Phrase grounding data:
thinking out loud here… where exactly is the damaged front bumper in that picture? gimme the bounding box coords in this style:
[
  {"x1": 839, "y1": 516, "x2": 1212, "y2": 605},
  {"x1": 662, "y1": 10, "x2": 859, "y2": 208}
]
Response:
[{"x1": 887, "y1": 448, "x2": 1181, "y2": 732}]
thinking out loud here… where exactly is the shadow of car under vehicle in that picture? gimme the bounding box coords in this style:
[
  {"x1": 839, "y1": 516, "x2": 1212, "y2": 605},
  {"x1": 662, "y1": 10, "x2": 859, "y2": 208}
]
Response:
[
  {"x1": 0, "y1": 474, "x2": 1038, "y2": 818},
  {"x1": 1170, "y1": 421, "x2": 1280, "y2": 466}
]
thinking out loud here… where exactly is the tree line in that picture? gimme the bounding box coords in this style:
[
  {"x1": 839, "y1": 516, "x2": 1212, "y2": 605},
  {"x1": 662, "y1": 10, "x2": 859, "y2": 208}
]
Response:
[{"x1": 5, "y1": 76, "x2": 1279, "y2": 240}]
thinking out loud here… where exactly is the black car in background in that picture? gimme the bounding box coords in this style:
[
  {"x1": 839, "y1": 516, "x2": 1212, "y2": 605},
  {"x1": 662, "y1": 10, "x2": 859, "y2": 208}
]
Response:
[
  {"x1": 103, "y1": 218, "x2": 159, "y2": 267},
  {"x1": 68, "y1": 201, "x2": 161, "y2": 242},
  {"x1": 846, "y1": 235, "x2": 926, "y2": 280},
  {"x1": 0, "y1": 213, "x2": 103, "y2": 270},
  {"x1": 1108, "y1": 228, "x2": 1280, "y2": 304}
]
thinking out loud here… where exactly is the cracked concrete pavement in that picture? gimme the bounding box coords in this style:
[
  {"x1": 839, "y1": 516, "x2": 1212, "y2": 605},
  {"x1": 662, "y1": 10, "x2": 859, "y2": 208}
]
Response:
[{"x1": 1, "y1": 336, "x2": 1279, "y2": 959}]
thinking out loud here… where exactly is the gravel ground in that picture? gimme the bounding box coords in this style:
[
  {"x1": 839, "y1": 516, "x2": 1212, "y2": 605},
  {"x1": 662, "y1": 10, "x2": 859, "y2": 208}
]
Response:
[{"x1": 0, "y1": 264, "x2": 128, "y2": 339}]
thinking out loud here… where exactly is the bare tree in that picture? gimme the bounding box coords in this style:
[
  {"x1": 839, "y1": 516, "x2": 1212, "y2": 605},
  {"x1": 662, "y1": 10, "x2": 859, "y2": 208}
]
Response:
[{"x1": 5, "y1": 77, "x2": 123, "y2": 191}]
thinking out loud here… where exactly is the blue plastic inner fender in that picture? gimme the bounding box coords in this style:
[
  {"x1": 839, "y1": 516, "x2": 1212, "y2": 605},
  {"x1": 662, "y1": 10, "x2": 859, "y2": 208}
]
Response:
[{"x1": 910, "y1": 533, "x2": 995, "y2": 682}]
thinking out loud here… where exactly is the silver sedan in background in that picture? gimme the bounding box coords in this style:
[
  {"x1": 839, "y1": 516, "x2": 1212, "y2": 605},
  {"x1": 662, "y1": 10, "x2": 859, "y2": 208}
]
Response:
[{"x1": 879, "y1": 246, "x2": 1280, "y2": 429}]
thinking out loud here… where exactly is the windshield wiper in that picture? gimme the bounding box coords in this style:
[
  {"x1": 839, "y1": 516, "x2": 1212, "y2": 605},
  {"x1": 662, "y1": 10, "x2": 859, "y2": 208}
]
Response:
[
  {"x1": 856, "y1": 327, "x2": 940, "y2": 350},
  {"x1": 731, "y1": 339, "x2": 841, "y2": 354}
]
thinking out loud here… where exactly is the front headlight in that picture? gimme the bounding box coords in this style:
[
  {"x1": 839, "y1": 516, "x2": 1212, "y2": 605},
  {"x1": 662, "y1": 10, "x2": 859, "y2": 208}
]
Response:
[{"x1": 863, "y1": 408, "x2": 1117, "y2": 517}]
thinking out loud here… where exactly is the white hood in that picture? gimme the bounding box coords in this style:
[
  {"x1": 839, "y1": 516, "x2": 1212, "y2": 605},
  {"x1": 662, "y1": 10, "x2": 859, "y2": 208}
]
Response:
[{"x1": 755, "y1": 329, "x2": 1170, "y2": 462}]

Exercise instructions
Nothing should be altered. Set down all the data again.

Written solution
thinking out loud here… where exactly is the damaged front bumper in that picture? gimme the bounding box coords in this style:
[
  {"x1": 839, "y1": 516, "x2": 1212, "y2": 605},
  {"x1": 662, "y1": 10, "x2": 859, "y2": 208}
]
Response:
[{"x1": 887, "y1": 448, "x2": 1181, "y2": 732}]
thinking out loud here… where exactly is the shadow of car under vehicle in that picture? gimme the bounding box coords in this style:
[
  {"x1": 839, "y1": 516, "x2": 1212, "y2": 605},
  {"x1": 662, "y1": 10, "x2": 859, "y2": 208}
]
Response:
[
  {"x1": 0, "y1": 474, "x2": 1038, "y2": 818},
  {"x1": 1170, "y1": 421, "x2": 1280, "y2": 466}
]
thinking out loud here… where exactly is the tree line in that picture? gimme the bounding box coords in this style:
[
  {"x1": 839, "y1": 516, "x2": 1212, "y2": 605},
  {"x1": 662, "y1": 10, "x2": 859, "y2": 208}
]
Response:
[{"x1": 5, "y1": 76, "x2": 1279, "y2": 240}]
thinking out loud here… where exactly is the black car in background in that picture? gimme the bounding box coords in this style:
[
  {"x1": 839, "y1": 516, "x2": 1212, "y2": 605},
  {"x1": 662, "y1": 10, "x2": 859, "y2": 208}
]
Response:
[
  {"x1": 103, "y1": 218, "x2": 159, "y2": 267},
  {"x1": 68, "y1": 201, "x2": 161, "y2": 242},
  {"x1": 846, "y1": 235, "x2": 926, "y2": 280},
  {"x1": 0, "y1": 213, "x2": 103, "y2": 270},
  {"x1": 1108, "y1": 228, "x2": 1280, "y2": 304}
]
thinking out loud here… where exactly is the cracked concrete pavement in that picture? gimme the bounding box coords in this style:
[
  {"x1": 839, "y1": 516, "x2": 1212, "y2": 605},
  {"x1": 662, "y1": 10, "x2": 859, "y2": 208}
]
Response:
[{"x1": 1, "y1": 336, "x2": 1279, "y2": 959}]
thinking out loud here… where exactly is the gravel ground in that picture? gimme the bounding box coords in this style:
[
  {"x1": 839, "y1": 516, "x2": 1212, "y2": 605},
  {"x1": 662, "y1": 10, "x2": 859, "y2": 208}
]
Response:
[{"x1": 0, "y1": 264, "x2": 128, "y2": 339}]
thinking out loud here… where exactly is the bare tree in that picture? gimme the bounding box coords in this style:
[
  {"x1": 839, "y1": 516, "x2": 1212, "y2": 605},
  {"x1": 662, "y1": 10, "x2": 859, "y2": 208}
]
Response:
[{"x1": 5, "y1": 77, "x2": 123, "y2": 191}]
thinking out loud here… where exactly is the blue plastic inner fender in that picture? gimme the bounding box coords in this style:
[
  {"x1": 839, "y1": 516, "x2": 1212, "y2": 605},
  {"x1": 662, "y1": 10, "x2": 859, "y2": 208}
]
Response:
[{"x1": 910, "y1": 533, "x2": 995, "y2": 682}]
thinking out loud here… where exactly is the silver sedan in background in that picture? gimme the bounding box coords in this style:
[
  {"x1": 839, "y1": 516, "x2": 1212, "y2": 605},
  {"x1": 662, "y1": 10, "x2": 859, "y2": 208}
]
Response:
[{"x1": 879, "y1": 246, "x2": 1280, "y2": 429}]
thinking out loud here… where exactly is the windshield wiper in that picture? gimme the bounding box coords in this style:
[
  {"x1": 839, "y1": 516, "x2": 1212, "y2": 605},
  {"x1": 662, "y1": 10, "x2": 859, "y2": 208}
]
Response:
[
  {"x1": 856, "y1": 327, "x2": 940, "y2": 350},
  {"x1": 731, "y1": 339, "x2": 841, "y2": 354}
]
thinking out loud here… where exactly is the front headlight in that picture? gimme the bounding box coords in this style:
[
  {"x1": 839, "y1": 516, "x2": 1212, "y2": 605},
  {"x1": 662, "y1": 10, "x2": 859, "y2": 208}
]
Response:
[{"x1": 863, "y1": 408, "x2": 1117, "y2": 517}]
thinking out loud here… where exactly is the white hood in that picture? gimme the bounding box coords in this style:
[
  {"x1": 839, "y1": 516, "x2": 1212, "y2": 605},
  {"x1": 662, "y1": 10, "x2": 859, "y2": 208}
]
Response:
[{"x1": 755, "y1": 329, "x2": 1170, "y2": 462}]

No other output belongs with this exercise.